» **Source data**

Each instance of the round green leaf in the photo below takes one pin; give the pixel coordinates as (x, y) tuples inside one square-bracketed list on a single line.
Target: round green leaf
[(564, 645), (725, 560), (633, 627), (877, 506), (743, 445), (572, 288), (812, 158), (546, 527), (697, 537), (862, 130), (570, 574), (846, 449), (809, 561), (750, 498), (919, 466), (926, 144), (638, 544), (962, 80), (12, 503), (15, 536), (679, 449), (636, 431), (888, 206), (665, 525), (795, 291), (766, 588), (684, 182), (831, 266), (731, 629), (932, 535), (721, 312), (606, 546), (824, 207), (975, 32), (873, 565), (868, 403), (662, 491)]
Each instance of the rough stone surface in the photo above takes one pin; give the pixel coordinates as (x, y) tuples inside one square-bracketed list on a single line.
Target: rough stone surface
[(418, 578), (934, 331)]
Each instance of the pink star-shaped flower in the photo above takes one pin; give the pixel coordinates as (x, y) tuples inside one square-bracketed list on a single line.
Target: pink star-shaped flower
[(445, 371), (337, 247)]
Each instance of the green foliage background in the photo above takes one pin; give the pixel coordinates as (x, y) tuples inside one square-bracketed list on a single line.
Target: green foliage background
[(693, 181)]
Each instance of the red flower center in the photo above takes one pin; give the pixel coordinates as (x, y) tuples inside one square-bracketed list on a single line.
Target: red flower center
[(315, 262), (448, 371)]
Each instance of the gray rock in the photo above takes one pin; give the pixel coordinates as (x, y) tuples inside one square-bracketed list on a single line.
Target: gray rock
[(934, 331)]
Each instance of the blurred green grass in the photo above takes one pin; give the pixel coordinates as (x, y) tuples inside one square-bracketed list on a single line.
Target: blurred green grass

» **What is required**
Please print exactly the lines from the one containing "Each instance of the blurred" through the last line of the records, both included, and nothing else.

» **Task solution**
Each instance of the blurred green grass in the photo above takes one pin; give the pixel coordinates as (x, y) tuples inside one square-bracketed list on a single line.
Target: blurred green grass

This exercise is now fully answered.